**Available records**

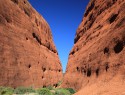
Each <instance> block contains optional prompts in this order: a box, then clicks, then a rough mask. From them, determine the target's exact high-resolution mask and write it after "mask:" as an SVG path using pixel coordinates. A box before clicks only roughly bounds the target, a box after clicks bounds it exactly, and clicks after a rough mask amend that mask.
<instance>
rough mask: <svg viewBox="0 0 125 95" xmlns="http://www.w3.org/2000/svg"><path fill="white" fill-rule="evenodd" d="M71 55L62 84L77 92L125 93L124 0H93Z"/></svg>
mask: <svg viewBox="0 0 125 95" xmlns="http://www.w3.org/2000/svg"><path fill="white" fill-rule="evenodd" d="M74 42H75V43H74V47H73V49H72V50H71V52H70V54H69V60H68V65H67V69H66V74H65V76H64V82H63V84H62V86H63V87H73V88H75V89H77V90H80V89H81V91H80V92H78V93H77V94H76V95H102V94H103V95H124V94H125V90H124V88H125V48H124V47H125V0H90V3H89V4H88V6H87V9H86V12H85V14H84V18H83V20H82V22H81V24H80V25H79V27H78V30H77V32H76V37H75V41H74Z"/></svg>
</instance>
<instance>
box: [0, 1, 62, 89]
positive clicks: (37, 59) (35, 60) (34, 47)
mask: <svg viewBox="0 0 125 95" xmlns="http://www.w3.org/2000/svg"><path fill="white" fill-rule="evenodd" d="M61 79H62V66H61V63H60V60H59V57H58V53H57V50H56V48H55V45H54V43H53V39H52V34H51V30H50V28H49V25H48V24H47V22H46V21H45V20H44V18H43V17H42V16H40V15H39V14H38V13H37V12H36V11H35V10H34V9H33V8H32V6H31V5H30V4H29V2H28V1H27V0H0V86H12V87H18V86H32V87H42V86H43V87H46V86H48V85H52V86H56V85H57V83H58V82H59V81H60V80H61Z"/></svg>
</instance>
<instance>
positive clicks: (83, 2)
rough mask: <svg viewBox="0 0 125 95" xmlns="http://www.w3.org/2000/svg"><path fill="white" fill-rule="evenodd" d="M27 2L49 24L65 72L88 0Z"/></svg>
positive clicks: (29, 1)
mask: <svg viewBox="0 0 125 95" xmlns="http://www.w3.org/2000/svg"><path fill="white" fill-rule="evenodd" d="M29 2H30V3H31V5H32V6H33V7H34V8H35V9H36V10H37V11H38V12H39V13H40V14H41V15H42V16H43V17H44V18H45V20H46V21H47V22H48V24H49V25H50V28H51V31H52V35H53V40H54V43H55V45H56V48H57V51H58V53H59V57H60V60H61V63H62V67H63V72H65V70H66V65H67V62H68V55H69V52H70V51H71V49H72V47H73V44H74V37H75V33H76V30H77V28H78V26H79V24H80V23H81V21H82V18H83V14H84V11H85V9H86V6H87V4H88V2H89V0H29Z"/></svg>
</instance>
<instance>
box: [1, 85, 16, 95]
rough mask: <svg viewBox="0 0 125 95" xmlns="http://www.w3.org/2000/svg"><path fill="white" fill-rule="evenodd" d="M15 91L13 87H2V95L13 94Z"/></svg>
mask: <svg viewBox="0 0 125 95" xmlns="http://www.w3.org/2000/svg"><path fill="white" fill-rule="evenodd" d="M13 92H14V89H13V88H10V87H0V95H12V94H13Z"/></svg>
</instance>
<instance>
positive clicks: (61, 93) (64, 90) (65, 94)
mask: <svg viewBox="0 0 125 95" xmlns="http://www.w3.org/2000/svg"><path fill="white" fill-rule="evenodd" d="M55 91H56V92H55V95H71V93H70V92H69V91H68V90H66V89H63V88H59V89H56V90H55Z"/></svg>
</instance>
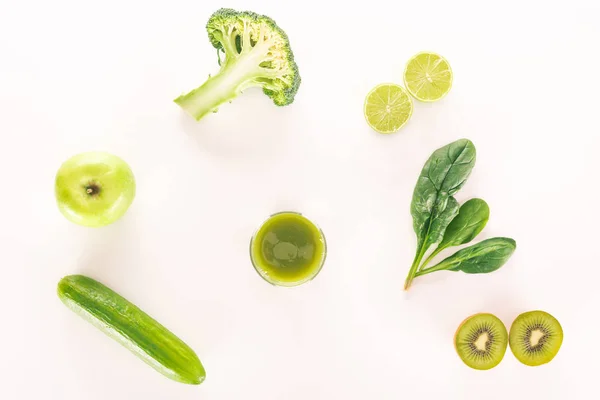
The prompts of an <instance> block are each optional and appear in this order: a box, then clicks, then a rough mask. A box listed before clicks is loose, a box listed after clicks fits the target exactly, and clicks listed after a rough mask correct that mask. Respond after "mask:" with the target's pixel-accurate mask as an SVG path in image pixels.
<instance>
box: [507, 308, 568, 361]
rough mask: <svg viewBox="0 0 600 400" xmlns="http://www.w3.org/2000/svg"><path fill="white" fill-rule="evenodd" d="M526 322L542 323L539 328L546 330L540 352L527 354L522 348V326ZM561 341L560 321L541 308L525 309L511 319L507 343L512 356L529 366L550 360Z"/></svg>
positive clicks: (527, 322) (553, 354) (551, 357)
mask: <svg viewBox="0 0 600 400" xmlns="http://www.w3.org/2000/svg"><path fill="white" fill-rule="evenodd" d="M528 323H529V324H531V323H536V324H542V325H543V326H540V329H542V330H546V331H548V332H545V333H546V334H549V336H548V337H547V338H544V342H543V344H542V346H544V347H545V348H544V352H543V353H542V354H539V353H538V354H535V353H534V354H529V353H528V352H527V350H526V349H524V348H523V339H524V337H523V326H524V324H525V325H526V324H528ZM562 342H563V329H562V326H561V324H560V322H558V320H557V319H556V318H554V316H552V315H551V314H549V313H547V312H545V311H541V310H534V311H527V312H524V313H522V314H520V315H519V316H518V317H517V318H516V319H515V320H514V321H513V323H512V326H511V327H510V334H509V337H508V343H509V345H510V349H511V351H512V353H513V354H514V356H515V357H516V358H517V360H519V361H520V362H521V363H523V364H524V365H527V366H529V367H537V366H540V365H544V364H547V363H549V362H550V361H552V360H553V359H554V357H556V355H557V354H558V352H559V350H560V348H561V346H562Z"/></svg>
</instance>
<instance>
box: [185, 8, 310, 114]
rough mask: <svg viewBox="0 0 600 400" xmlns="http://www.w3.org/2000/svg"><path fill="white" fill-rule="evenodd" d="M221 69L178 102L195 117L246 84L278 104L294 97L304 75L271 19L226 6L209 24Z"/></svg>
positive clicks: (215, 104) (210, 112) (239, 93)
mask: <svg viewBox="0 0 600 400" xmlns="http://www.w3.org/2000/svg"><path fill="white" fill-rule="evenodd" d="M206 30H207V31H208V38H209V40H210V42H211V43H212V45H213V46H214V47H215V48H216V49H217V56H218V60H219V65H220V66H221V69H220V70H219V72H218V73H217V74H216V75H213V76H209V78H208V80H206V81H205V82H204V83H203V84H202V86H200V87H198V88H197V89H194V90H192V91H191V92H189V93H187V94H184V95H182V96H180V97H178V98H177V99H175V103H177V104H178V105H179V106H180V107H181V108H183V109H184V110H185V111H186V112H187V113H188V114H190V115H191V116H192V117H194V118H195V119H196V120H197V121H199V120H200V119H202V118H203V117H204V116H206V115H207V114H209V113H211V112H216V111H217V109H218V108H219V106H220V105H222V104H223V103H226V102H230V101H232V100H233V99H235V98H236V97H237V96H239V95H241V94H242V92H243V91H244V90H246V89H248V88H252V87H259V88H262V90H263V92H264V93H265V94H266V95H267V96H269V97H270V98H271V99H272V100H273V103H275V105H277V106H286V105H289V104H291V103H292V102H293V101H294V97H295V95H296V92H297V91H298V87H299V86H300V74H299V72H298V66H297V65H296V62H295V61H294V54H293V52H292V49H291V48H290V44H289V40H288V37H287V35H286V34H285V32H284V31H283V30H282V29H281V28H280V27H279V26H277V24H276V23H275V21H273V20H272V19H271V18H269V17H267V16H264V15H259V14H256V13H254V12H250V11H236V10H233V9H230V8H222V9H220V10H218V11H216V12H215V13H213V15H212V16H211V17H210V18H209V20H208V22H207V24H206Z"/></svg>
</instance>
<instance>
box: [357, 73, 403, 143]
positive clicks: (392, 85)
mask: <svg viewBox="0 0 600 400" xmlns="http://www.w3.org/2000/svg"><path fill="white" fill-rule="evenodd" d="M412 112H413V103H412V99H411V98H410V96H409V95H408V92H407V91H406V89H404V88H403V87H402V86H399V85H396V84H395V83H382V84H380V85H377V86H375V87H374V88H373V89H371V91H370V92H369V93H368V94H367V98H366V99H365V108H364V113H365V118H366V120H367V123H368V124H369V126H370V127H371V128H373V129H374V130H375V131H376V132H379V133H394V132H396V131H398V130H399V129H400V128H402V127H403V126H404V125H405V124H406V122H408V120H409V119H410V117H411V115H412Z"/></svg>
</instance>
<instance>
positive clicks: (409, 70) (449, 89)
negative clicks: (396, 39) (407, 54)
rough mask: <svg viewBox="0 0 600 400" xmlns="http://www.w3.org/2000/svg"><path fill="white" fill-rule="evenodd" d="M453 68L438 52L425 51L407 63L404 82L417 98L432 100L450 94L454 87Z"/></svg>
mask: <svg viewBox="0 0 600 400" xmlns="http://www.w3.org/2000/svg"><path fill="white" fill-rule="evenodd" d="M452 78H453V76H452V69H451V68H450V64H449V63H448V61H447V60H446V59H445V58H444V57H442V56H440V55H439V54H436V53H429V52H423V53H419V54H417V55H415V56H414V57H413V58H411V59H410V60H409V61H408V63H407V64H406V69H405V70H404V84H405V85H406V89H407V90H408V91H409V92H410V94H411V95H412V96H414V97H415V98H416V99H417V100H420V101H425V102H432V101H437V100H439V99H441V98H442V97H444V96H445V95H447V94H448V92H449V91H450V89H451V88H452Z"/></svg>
---
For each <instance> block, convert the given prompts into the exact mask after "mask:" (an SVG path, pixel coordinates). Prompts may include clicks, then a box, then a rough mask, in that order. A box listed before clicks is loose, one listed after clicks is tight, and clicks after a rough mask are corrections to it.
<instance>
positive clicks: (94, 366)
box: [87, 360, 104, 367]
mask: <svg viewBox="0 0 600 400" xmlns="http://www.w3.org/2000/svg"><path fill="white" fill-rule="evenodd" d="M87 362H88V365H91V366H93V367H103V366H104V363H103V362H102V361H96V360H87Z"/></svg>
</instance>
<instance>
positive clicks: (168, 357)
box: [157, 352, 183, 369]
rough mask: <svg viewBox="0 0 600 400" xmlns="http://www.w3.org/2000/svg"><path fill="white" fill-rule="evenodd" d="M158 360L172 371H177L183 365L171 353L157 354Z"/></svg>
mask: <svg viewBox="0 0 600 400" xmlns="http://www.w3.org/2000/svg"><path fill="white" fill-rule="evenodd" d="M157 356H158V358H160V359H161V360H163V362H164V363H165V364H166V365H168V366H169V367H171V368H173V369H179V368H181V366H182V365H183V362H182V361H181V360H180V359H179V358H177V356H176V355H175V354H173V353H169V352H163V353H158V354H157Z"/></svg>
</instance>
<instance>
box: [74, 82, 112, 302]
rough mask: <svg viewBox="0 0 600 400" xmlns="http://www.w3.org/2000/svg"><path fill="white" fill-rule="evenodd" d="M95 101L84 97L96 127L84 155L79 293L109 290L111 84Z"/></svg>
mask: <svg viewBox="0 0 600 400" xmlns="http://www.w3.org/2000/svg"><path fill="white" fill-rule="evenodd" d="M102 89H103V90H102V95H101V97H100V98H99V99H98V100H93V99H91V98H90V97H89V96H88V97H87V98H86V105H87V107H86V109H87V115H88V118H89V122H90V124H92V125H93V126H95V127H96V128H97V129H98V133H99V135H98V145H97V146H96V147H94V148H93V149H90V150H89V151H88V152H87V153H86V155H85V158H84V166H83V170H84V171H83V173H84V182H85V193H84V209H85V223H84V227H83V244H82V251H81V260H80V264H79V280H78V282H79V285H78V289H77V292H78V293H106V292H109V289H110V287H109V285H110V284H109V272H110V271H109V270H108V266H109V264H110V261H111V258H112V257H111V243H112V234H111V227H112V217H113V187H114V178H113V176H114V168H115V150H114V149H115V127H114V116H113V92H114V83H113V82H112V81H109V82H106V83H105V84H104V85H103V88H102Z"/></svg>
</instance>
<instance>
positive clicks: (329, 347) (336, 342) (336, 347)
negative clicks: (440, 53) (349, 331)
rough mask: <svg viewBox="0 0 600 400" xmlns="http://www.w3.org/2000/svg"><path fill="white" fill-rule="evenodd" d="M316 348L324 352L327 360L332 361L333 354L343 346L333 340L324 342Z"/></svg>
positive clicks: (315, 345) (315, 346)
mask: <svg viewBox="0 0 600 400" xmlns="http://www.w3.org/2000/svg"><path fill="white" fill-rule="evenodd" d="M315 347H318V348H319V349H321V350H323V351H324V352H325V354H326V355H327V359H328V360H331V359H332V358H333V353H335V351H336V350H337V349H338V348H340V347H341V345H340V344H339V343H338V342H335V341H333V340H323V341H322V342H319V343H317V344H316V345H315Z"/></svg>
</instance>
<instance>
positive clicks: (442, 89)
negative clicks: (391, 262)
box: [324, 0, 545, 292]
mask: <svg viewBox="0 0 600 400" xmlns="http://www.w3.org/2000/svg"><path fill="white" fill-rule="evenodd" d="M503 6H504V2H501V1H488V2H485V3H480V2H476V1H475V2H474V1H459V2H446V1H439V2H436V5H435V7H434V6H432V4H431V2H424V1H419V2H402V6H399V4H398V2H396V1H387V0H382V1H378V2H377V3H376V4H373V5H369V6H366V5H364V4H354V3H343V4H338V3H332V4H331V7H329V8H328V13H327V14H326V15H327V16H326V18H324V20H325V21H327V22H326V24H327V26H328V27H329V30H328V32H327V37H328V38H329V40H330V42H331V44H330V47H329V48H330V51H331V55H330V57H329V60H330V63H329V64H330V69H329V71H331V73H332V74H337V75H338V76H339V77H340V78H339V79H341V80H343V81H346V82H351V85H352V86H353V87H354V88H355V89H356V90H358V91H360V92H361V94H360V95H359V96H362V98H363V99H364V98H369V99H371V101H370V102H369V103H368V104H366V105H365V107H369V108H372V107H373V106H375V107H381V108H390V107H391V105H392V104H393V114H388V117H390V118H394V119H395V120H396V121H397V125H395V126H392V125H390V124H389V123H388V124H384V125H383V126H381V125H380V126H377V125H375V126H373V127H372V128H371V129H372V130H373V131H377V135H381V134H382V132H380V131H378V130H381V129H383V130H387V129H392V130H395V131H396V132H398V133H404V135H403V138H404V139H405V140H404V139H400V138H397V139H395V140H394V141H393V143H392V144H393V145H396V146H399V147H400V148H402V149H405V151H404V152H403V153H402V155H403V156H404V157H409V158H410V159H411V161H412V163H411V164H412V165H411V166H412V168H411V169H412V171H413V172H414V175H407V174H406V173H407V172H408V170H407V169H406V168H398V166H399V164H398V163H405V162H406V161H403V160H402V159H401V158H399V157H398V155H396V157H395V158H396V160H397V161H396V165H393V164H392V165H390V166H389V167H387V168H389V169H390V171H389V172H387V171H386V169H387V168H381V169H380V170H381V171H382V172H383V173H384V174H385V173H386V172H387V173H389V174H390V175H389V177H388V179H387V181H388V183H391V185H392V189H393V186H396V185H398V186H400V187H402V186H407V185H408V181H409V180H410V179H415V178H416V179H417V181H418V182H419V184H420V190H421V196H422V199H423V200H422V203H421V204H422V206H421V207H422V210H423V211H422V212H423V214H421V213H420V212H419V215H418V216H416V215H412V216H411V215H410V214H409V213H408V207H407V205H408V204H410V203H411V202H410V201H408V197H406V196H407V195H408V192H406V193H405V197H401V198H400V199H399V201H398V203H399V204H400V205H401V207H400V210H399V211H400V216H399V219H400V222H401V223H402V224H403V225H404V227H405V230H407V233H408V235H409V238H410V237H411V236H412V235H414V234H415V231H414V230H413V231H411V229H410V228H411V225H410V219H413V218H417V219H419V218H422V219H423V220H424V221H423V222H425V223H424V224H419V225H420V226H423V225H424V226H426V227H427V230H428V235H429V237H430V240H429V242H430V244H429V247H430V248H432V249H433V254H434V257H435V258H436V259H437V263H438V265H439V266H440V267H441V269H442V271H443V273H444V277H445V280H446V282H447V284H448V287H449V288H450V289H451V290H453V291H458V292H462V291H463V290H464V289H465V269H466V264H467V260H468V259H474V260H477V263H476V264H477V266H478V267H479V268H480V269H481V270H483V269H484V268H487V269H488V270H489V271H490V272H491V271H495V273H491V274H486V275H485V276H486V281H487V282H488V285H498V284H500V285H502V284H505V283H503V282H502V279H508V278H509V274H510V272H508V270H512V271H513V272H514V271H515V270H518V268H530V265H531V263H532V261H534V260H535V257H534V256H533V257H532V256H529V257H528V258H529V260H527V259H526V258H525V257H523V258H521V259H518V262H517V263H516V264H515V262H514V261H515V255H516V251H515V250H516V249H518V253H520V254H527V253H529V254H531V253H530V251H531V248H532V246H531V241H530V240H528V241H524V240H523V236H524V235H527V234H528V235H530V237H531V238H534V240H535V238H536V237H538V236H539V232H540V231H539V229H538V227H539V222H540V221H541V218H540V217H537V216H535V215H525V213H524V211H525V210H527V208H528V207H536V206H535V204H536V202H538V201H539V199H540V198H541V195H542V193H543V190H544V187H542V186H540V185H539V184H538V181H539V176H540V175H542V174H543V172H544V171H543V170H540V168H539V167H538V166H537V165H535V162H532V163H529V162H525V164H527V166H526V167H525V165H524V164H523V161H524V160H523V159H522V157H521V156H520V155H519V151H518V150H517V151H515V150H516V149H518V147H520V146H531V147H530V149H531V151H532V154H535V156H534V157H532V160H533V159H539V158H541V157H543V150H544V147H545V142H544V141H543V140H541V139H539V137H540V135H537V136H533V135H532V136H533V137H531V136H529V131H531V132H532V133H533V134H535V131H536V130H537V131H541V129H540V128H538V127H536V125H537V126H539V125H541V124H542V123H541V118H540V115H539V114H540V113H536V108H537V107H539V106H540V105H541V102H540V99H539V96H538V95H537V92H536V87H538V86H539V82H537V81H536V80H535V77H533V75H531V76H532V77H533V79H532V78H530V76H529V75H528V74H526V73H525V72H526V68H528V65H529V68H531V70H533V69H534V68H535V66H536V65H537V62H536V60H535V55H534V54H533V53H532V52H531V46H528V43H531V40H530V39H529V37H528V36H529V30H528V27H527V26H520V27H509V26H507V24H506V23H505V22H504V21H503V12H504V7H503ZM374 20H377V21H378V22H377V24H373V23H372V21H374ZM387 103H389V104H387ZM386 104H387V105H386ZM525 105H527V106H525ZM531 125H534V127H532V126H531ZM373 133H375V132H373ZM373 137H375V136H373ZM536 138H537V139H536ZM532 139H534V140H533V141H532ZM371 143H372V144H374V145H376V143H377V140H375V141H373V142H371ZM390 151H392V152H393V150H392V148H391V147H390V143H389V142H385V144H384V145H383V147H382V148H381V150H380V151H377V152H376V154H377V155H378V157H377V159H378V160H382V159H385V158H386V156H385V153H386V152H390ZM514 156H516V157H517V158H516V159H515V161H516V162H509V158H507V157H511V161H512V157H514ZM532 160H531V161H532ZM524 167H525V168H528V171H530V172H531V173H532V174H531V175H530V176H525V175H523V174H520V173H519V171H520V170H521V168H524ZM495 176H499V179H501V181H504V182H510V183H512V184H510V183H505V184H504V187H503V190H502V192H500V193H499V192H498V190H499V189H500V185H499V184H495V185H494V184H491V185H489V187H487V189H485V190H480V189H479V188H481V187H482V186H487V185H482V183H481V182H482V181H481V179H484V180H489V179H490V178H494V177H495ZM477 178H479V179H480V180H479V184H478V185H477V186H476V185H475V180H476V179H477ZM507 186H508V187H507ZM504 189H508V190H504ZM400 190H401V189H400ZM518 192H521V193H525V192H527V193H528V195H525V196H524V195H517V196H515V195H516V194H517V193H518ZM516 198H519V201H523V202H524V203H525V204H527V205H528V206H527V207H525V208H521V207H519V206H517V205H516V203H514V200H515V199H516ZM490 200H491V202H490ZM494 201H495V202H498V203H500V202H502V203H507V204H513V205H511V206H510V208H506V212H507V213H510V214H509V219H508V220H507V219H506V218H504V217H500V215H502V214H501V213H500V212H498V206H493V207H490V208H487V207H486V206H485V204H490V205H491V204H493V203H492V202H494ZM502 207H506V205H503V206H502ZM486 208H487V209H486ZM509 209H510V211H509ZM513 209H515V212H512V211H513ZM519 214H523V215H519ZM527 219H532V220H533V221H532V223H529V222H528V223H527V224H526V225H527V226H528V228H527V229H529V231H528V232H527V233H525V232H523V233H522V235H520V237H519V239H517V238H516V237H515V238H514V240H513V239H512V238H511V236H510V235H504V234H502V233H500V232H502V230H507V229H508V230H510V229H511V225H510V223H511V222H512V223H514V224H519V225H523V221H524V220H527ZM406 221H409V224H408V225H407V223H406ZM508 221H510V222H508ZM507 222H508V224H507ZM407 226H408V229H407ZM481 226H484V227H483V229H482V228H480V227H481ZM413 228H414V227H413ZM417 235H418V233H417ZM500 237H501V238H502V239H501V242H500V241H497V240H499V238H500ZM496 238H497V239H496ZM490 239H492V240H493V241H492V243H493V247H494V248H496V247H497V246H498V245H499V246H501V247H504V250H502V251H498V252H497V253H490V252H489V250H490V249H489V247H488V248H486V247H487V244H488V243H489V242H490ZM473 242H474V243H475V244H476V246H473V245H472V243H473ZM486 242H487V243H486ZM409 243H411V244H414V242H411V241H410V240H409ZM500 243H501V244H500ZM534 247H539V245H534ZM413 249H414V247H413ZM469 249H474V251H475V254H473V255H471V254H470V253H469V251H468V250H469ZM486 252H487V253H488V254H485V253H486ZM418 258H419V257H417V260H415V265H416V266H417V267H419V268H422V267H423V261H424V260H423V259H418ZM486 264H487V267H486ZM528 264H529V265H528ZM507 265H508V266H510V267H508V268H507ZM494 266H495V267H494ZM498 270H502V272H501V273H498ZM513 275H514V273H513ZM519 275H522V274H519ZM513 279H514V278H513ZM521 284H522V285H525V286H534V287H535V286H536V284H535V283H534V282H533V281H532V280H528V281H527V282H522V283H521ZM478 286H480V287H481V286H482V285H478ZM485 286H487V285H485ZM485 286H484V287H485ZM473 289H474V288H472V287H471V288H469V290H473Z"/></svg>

**Problem to work on**
Retype, in the same exact form, the lines of the material above from the line holding "positive clicks: (392, 85)" through the line holding "negative clicks: (396, 39) (407, 54)".

**Problem solution**
positive clicks: (392, 85)
mask: <svg viewBox="0 0 600 400" xmlns="http://www.w3.org/2000/svg"><path fill="white" fill-rule="evenodd" d="M412 112H413V103H412V99H411V98H410V96H409V95H408V92H407V91H406V89H404V88H403V87H402V86H399V85H396V84H395V83H382V84H380V85H377V86H375V87H374V88H373V89H371V91H370V92H369V93H368V94H367V98H366V99H365V108H364V113H365V118H366V120H367V123H368V124H369V126H370V127H371V128H373V129H374V130H375V131H376V132H379V133H394V132H396V131H398V130H399V129H400V128H402V127H403V126H404V125H405V124H406V122H408V120H409V119H410V117H411V115H412Z"/></svg>
</instance>
<instance>
positive clicks: (409, 70) (449, 89)
negative clicks: (396, 39) (407, 54)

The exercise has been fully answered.